> [Problem to solve]
Whatever pictures appear, omit them, and repeat the data below exactly.

Point localization data
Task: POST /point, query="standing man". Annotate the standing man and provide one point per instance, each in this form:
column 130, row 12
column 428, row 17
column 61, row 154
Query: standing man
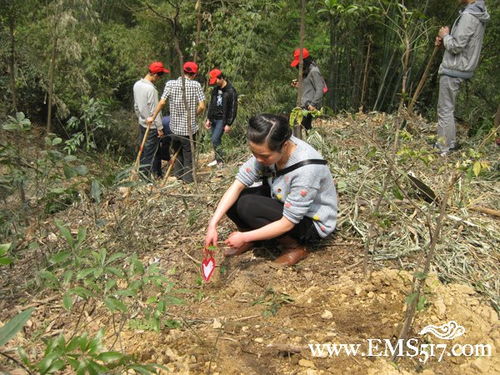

> [Completed task]
Task: POST /point, query="standing man". Annotate the standing man and provide one point per instance, each in this form:
column 130, row 12
column 428, row 17
column 61, row 154
Query: standing man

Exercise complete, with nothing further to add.